» **Text to read**:
_____

FPGARelated.com
Forums

Is this phase accumulator trick well-known???

Started by Jonathan Bromley February 8, 2009
Jonathan Bromley wrote:

> hi comp.arch.fpga, > (accidentally posted to comp.lang.vhdl > a few moments ago- sorry)
> The question - repeated after the explanation - > is: here's what I think is a nifty trick; has > anyone seen it, or been aware of it, before? > I can't believe it's really new.
As far as I know, the usual system is to use a power of two modulus and supply enough bits to get the required accuracy. It is then easy to take the top bit as a (close enough to) 50% duty cycle clock.
> I have been messing around with baud rate generators > and suchlike - creating a pulse that's active for > one clock period at some required repetition rate - > and wanted to try a phase accumulator technique > instead of a simple divider. That makes it far > easier to specify the frequency - it's simply the > phase-delta input value - and easily allows for > non-integral divide ratios, at the cost of one > master clock period of jitter.
> The phase-accumulator produces pulses with a > repetition rate of > Fc * M / N > where Fc is the master clock, M is the phase delta > and N is the counter's modulus. However, to get > the huge convenience of specifying M as the required > frequency, I must make N be equal to the frequency > of Fc, and this is unlikely to be an exact power of 2. > So the phase accumulator works like this:
> on every clock pulse... > if (acc < 0) then > add := acc + N; > output_pulse <= '1'; > else > output_pulse <= '0'; > end if; > acc := acc - M; -- unconditionally
> This is fine, but it means that on the "wrap-around" > clock cycle I must add either N-M to the accumulator; > if either M or N are variable, that costs me another > adder.

_____

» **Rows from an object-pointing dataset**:
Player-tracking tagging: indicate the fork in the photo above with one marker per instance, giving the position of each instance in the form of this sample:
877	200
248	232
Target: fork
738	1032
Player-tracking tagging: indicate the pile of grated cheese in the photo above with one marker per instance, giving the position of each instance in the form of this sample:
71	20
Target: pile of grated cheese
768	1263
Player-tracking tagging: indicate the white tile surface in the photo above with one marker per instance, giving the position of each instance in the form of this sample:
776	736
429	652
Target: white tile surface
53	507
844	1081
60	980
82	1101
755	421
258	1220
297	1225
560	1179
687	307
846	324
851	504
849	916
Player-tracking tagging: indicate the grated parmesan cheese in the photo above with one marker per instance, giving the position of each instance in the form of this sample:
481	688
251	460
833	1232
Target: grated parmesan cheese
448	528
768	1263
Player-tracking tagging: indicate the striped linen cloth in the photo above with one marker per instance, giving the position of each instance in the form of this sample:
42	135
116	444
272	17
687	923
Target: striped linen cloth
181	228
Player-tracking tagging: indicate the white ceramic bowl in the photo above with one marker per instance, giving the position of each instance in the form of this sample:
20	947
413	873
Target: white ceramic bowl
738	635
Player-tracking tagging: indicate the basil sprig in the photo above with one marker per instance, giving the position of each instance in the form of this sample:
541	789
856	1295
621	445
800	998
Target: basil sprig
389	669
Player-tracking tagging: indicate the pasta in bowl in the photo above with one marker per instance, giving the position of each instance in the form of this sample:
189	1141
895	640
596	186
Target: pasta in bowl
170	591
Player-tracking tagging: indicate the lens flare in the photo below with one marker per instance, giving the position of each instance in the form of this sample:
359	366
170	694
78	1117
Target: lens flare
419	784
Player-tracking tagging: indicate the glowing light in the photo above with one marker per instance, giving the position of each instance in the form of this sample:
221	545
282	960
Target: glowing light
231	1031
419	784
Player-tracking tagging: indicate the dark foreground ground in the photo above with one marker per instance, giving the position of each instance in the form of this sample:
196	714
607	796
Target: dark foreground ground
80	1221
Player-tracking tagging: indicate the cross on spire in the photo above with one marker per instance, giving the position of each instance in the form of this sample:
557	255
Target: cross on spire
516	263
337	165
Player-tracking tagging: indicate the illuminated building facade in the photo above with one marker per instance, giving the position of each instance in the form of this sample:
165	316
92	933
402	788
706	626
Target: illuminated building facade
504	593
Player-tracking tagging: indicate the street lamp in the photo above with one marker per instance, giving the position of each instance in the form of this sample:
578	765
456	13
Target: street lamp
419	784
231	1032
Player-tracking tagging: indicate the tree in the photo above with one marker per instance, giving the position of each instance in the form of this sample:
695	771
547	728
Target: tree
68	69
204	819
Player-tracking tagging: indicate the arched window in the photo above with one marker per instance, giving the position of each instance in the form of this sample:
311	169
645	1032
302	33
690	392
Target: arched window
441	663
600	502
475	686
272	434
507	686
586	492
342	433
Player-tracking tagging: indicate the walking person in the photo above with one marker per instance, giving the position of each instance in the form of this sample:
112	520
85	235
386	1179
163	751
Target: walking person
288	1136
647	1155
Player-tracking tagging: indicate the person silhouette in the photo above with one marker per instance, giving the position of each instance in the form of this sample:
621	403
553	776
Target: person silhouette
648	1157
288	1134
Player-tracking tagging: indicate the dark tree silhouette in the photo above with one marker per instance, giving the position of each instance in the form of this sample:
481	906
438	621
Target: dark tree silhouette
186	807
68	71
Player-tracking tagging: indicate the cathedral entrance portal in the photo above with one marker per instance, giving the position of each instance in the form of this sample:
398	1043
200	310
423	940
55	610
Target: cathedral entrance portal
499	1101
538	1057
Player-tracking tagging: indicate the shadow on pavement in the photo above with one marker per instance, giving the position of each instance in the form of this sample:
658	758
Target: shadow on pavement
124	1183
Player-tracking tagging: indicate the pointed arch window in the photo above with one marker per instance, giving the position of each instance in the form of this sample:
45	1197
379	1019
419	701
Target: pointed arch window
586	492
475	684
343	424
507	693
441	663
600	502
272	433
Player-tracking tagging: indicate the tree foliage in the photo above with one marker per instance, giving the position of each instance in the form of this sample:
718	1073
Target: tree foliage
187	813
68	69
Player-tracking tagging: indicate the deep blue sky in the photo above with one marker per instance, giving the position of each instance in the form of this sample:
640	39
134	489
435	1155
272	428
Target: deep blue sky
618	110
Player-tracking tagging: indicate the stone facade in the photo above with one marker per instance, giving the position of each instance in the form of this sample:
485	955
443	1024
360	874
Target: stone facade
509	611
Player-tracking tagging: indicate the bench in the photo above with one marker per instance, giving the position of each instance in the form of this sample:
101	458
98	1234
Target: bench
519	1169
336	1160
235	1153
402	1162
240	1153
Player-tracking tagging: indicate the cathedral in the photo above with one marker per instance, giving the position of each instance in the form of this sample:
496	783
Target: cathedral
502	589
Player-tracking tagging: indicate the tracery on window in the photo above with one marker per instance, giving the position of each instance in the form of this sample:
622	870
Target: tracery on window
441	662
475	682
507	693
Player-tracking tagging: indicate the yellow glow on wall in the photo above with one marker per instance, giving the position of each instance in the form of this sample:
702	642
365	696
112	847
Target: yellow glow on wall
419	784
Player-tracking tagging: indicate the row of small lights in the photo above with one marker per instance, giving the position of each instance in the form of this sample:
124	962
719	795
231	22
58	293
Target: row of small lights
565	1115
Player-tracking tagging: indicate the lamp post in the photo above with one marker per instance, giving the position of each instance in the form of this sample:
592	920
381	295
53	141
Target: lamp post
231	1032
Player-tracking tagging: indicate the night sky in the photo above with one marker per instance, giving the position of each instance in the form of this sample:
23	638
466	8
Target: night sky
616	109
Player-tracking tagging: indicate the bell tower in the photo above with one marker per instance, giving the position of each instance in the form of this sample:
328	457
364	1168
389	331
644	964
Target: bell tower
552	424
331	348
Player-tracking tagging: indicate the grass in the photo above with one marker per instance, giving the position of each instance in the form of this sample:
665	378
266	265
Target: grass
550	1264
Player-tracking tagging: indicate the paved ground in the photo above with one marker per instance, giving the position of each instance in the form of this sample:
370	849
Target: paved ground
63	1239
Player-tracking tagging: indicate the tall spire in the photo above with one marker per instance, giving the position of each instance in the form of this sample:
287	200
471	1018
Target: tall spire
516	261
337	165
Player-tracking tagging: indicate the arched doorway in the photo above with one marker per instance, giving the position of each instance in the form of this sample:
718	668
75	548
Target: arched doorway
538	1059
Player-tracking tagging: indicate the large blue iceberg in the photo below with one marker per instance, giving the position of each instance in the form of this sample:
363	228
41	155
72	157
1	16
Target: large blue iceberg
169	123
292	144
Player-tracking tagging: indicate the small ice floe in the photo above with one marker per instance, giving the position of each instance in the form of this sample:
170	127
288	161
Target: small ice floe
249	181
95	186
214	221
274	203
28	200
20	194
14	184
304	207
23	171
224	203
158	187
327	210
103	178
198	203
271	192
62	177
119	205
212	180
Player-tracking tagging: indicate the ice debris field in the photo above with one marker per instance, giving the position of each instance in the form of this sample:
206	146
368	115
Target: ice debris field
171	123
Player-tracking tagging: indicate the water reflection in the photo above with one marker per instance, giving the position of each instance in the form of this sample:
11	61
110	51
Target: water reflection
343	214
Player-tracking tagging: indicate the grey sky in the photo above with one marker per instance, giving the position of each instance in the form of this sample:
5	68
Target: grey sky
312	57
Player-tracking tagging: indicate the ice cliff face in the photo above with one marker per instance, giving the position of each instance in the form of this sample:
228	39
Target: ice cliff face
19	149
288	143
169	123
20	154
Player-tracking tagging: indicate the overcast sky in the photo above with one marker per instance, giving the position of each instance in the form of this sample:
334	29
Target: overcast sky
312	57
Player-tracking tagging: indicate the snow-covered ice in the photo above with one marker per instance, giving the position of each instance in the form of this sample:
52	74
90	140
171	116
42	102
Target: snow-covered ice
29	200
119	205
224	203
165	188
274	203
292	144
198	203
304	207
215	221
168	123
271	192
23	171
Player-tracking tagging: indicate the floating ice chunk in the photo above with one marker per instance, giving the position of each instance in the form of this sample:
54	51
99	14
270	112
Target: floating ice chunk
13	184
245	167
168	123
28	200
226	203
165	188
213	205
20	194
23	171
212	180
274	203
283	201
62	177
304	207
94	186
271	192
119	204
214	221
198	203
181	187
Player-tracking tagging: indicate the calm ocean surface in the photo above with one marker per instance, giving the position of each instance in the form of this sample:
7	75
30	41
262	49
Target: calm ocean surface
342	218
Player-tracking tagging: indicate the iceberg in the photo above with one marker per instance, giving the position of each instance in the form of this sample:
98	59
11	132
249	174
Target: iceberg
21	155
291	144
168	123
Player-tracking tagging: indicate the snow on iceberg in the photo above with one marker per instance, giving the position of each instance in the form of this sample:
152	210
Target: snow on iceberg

_____

» **Required actions**:
A. According to the phase accumulator thread, what is the usual system for choosing the modulus?
B. Alter the passage of the phase accumulator thread that begins at the words "FPGARelated.com" and stops after "it's really new.", replacing "nifty" with "clever".
C. Extend the phase accumulator thread from the point where it stops.

» **Results for the exercise**:
A. The usual system is to use a power of two modulus and supply enough bits to get the required accuracy.

B.
FPGARelated.com
Forums

Is this phase accumulator trick well-known???

Started by Jonathan Bromley February 8, 2009
Jonathan Bromley wrote:

> hi comp.arch.fpga, > (accidentally posted to comp.lang.vhdl > a few moments ago- sorry)
> The question - repeated after the explanation - > is: here's what I think is a clever trick; has > anyone seen it, or been aware of it, before? > I can't believe it's really new.

C.
Adders are pretty cheap in FPGAs. It would take some work to see if your method is a net savings.
> Today I came up with an intriguing (to me) alternative: > on the wrap-around cycle, add N to the accumulator; > on the immediately subsequent cycle, add (-2M); on > all other cycles, add (-M). This is of course rather > easy to do since 2M is just a left shift. A few > trial synthesis runs convinced me that it will give > measurably better performance than the two-adder > version. VHDL code is appended for anyone who wants > to play.
It seems to me that needs an additional MUX to save an adder. In 4LUT logic, I believe that is pretty close to the same in CLBs.
> My question is: has this trick been published anywhere? > Or is it something that "those skilled in the art" > already know about? I haven't seen it before, but that > simply means I probably haven't looked hard enough.
There are a large number of tricks that have been used over the years to make computer arithmetic faster. Many of those tricks aren't as effective in FPGA logic, so new ones will have to be developed. -- glen
"kadhiem_ayob" <kadhiem_ayob@yahoo.co.uk> wrote:

>Hi Jonathan, > >I can't quite get your idea (You may have mistyped M,N) > >This is what I do for phase accummulator(modulus not power of 2), >e.g. modulus = 1600, increment = 869 >------------------------------ >if(modulo_adder < 1600)then > modulo_adder <= modulo_adder + 869; > overflow <= '0'; >else > modulo_adder <= modulo_adder + 869 - 1600; > overflow <= '1'; >end if; >-------------------------------
Where the 869 or 1600 are variable your code requires two adders and a 2 way mux. Jonathan's code avoids adding the increment on overflow cycles and makes up by adding double the increment in the cycle following overflow. That requires 1 adder and a 3 way mux. It won't work when the increment is more than half the modulus. Well known trick or not I have no idea. --
Jonathan Bromley wrote:

> It simulates correctly too, although of course it needs to > be wrapped in something that provides a signal to connect > to its unconstrained input port.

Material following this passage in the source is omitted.